**Your assignment:**
The string "roof" may appear in lines of the listing. Report each line where it does.

Start of Supplied material

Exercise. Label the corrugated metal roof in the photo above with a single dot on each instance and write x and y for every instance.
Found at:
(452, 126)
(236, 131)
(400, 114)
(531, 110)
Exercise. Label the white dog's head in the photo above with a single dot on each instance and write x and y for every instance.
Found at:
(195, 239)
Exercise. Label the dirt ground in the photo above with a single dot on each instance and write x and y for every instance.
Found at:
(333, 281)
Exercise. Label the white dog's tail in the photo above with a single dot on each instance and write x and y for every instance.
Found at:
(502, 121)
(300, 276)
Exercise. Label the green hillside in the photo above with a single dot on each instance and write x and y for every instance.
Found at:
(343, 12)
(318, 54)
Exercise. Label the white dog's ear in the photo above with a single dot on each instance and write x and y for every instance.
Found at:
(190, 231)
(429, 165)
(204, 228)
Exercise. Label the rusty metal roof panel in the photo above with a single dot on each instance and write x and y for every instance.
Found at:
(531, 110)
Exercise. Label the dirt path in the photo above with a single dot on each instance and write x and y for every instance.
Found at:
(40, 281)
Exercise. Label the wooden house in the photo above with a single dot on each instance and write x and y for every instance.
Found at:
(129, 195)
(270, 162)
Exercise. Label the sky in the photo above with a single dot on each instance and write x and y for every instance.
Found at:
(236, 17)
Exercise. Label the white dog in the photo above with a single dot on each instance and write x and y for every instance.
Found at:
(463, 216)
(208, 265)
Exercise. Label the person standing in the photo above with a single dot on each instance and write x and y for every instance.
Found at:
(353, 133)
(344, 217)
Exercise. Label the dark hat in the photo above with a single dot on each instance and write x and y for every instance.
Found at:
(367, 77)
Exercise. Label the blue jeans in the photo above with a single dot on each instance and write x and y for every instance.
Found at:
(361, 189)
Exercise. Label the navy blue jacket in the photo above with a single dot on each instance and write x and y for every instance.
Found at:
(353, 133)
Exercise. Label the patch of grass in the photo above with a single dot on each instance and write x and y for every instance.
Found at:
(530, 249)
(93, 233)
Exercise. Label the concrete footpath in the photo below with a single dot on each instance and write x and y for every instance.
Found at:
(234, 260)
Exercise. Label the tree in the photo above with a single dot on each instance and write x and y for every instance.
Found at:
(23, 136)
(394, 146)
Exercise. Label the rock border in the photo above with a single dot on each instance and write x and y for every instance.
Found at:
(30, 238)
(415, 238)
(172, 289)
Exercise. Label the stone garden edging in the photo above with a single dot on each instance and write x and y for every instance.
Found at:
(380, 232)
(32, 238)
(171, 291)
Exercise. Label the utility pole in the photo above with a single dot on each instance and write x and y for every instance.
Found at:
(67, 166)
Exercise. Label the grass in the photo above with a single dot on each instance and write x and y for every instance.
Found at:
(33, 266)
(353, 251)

End of Supplied material

**Result below:**
Exercise. Label the corrugated metal roof in the photo above with a single dot on each instance and write x and y for every instance.
Exercise. Label the rusty metal roof panel in the photo above with a single dot on each instance and write x and y for every instance.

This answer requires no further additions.